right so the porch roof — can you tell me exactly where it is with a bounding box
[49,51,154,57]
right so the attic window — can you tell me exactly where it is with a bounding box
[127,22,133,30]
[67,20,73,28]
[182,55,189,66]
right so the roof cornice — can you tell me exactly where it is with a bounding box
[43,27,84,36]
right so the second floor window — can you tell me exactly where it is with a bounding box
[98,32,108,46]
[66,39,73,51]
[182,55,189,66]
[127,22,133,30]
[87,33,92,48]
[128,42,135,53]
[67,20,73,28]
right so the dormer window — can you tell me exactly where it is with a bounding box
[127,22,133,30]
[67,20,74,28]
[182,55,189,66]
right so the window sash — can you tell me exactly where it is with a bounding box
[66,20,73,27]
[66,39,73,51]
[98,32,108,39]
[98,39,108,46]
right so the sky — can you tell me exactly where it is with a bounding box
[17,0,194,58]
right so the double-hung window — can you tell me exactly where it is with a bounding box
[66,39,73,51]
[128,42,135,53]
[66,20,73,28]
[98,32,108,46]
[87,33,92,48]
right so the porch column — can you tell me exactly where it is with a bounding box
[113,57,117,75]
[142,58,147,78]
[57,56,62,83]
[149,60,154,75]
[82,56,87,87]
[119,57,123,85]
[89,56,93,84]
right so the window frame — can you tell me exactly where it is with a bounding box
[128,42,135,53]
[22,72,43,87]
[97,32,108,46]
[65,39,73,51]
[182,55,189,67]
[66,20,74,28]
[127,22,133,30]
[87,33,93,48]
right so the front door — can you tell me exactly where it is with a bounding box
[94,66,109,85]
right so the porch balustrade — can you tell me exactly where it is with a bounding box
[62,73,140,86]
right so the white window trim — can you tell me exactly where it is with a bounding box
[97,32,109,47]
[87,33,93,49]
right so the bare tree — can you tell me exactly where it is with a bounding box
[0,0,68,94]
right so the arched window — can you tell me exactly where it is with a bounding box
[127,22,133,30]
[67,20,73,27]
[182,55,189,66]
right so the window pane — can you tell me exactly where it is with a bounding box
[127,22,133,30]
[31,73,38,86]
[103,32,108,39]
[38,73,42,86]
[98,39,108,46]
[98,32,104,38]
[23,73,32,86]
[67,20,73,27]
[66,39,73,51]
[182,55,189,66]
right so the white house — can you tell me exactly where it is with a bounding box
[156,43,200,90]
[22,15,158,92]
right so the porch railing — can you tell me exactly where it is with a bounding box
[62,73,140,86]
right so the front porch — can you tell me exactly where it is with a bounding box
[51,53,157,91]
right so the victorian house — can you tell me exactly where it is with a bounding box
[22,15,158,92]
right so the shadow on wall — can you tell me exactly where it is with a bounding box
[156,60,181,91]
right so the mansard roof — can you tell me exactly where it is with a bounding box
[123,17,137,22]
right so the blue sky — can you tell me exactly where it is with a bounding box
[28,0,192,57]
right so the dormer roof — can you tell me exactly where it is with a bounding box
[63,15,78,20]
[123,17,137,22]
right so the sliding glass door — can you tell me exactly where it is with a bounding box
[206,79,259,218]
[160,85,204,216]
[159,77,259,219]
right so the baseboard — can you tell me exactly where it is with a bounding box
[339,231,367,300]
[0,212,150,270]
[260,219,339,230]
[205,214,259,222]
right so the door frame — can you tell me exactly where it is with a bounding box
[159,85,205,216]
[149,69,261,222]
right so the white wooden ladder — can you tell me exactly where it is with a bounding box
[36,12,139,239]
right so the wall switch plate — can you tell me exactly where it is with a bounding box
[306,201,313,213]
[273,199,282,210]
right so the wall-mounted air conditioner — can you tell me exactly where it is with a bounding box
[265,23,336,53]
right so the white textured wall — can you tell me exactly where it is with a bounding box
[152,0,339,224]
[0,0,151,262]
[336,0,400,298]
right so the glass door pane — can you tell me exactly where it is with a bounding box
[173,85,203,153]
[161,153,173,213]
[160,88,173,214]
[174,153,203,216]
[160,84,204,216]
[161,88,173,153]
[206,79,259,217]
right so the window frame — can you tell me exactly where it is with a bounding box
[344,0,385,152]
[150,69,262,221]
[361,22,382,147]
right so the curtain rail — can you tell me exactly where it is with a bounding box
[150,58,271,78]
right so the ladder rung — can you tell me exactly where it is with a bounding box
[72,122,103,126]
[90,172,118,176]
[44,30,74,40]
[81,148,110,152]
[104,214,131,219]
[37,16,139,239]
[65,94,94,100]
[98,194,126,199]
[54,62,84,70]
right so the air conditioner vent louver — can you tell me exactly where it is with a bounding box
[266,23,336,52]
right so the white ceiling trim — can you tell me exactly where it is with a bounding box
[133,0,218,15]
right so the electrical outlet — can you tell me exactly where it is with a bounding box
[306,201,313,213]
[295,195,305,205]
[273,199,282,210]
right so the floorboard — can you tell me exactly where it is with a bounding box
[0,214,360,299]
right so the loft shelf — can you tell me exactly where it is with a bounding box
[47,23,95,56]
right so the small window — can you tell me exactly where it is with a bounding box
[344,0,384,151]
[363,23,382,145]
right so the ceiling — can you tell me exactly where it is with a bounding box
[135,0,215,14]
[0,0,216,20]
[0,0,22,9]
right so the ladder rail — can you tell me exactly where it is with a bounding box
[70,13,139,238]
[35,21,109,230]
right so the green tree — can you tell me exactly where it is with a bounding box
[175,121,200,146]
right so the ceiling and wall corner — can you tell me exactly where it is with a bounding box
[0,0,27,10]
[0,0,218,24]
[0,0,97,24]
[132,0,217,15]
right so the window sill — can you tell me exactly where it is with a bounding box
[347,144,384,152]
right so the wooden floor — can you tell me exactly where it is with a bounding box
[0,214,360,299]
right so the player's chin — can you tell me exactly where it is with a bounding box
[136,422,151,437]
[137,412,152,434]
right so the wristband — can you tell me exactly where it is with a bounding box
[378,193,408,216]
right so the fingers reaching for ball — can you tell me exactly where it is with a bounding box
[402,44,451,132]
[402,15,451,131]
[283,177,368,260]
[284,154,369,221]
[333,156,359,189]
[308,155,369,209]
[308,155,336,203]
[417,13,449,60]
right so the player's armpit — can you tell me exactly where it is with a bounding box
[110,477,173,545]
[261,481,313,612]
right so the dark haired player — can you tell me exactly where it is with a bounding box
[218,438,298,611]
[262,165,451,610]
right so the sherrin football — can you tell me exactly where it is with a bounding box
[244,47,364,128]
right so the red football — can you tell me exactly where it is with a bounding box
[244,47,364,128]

----

▶ [ACTIVITY] Each line of the listing above should be output exactly.

▶ [OUTPUT]
right so the porch roof — can you tell me exactly where it is with a bounding box
[49,51,154,57]
right so the attic window — can you tell me exactly where it is with a bounding box
[127,22,133,30]
[67,20,73,28]
[182,55,189,66]
right so the roof cornice — can you tell me exactly where it is with a bounding box
[43,27,84,36]
right so the second floor window — can you tell me exactly where it is with a bounding box
[98,32,108,46]
[66,39,73,51]
[182,55,189,66]
[127,22,133,30]
[87,33,92,48]
[128,42,135,53]
[67,20,73,28]
right so the dormer window — can you tell me exactly where it is with a bounding box
[127,22,133,30]
[67,20,74,28]
[182,55,189,66]
right so the window sash — can you tell me exactly where it is with a bounding box
[66,20,73,27]
[66,39,73,51]
[98,32,108,39]
[98,39,108,46]
right so the sky — can you tell me exactly where it is with a bounding box
[17,0,194,58]
right so the double-hung window — can you tell me exactly where it is with a bounding box
[66,39,73,51]
[128,42,135,53]
[66,20,73,28]
[98,32,108,46]
[87,33,92,48]
right so the porch column — can you tell me exactly where it is with a bounding box
[113,57,117,75]
[142,58,147,78]
[57,56,62,83]
[149,60,154,75]
[82,56,87,87]
[119,57,123,85]
[89,56,93,84]
right so the window frame — can you tell me exactly where it is with a bounding box
[128,42,135,53]
[22,72,43,87]
[97,32,108,46]
[65,39,73,51]
[182,55,189,67]
[66,20,74,28]
[127,22,133,30]
[87,33,93,48]
right so the front door — can you tell me exactly where it is with a bounding box
[94,66,109,85]
right so the porch balustrade — can you tell me exactly where it is with a bounding box
[62,73,140,86]
right so the white window trim — can you tell me exactly where it is with a bounding box
[97,32,109,47]
[87,33,93,49]
right so the bare tree — can you tell me exactly where it is with a bounding box
[0,0,68,94]
right so the arched window — can you tell me exactly where it is with a bounding box
[127,22,133,30]
[67,20,73,27]
[182,55,189,66]
right so the window pane — can you tell me exactly where it is with a bounding box
[127,22,133,30]
[31,73,38,86]
[103,32,108,39]
[38,73,42,86]
[98,39,108,46]
[98,32,104,38]
[23,73,32,86]
[67,20,73,27]
[66,39,73,51]
[182,55,189,66]
right so the white house — can you tell me exactly where it is with a bounding box
[156,43,200,90]
[22,15,158,92]
right so the porch railing — can you tell me exactly where it is with a bounding box
[62,73,140,86]
right so the front porch — can you tell me exactly where it is with a bounding box
[51,53,157,91]
right so the victorian house — can you tell me exactly where it is with a bounding box
[22,15,158,92]
right so the shadow on wall — can you tell me exactly where it is with a bounding box
[156,60,181,91]
right so the mansard roof — can you tell me exactly where it is with a bounding box
[123,17,137,22]
right so the blue sky — can you tell me exactly where it is with a bounding box
[28,0,192,57]
right so the dormer roof — can you tell me exactly where it is with a bounding box
[63,15,78,20]
[123,17,137,22]
right so the sliding glass door — can you tell me exactly where it is with a bounding box
[206,79,259,218]
[160,85,204,216]
[159,77,259,219]
right so the baseboard — can you tell me exactly where it is with a bounding box
[339,231,367,300]
[0,212,150,270]
[260,219,339,230]
[205,214,259,222]
right so the door frame — can you tell me exactly where it is with a bounding box
[159,85,205,216]
[149,69,261,222]
right so the white wooden ladder — can you tell me exactly where it is with a bounding box
[36,12,139,239]
right so the wall switch plate — can you tell me exactly where it is with a bounding box
[306,201,313,213]
[273,199,282,210]
right so the wall-mounted air conditioner — can you tell me exactly where it is with a bounding box
[265,23,336,53]
right so the white textured wall — can you tell me exactly where it is with a bounding box
[152,0,339,224]
[0,0,151,262]
[336,0,400,298]
right so the glass door pane — can you tell me exactly where it is with a bounding box
[173,85,203,153]
[161,153,173,213]
[160,88,173,214]
[174,153,203,216]
[160,84,204,216]
[161,88,173,153]
[206,79,259,217]
right so the window frame — can you tell me exactly where it is with a bounding box
[344,0,385,152]
[150,69,262,221]
[361,22,382,147]
right so the curtain rail — can you tell me exactly where it is with a bounding box
[150,58,271,78]
right so the ladder rung — can you tell me exactly where it is with a bounding box
[72,122,103,126]
[90,172,118,176]
[44,30,74,40]
[81,148,110,152]
[104,214,131,219]
[37,16,139,239]
[65,94,94,100]
[98,194,126,199]
[54,62,84,70]
right so the air conditioner vent louver — can you tell me exactly where it is with a bounding box
[266,23,336,52]
right so the white ceiling trim — can you tell me exactly where it is with a bounding box
[133,0,218,15]
right so the electrical outlet — can you tell me exactly where it is with a bounding box
[306,201,313,213]
[295,195,305,205]
[273,199,282,210]
right so the floorboard — can you tell me exactly where it is with a bounding box
[0,214,360,299]
right so the loft shelf — can you tell me exactly where it is with a bounding box
[47,23,95,56]
right so the small window — can you tell me exactly where it is with a bounding box
[344,0,384,151]
[363,23,382,145]
right so the ceiling — can you tell me exactly where it is with a bounding box
[135,0,215,14]
[0,0,216,20]
[0,0,22,9]
right so the ladder rail — can you tell me exactly where it is with a bounding box
[70,13,139,238]
[35,21,109,230]
right so the green tree — can you tell me exactly where it is with a bounding box
[175,121,200,146]
right so the ceiling and wall corner — can you tell me exactly where it is with a bounding box
[0,0,27,10]
[0,0,218,24]
[0,0,97,24]
[132,0,217,15]
right so the window sill — can you tell me exactly where it is with a bounding box
[347,144,384,152]
right so the wooden floor — can you tell me exactly where it is with a bounding box
[0,214,360,299]
right so the player's chin — can you tell me exactly where it is with a bounding box
[136,422,151,437]
[137,412,152,434]
right so the wristband — can you tell me exactly where it is with a bounding box
[378,193,408,216]
right so the fingers reaching for ball — can you tell me exactly where it is with a bounding box
[402,44,451,132]
[402,15,451,131]
[283,177,368,260]
[284,154,369,221]
[333,156,359,189]
[308,155,369,209]
[308,155,336,203]
[417,13,449,60]
right so the player's armpit — can you tell me exactly where it is with a bounding box
[110,477,173,545]
[261,481,313,612]
right so the dark haired player — can you tell me exactly where it is with a bounding box
[218,438,298,611]
[262,165,451,610]
right so the sherrin football — can you tell me exactly where it is with a bounding box
[244,47,364,128]
right so the red football — can you tell me exactly where it is with a bounding box
[244,47,364,128]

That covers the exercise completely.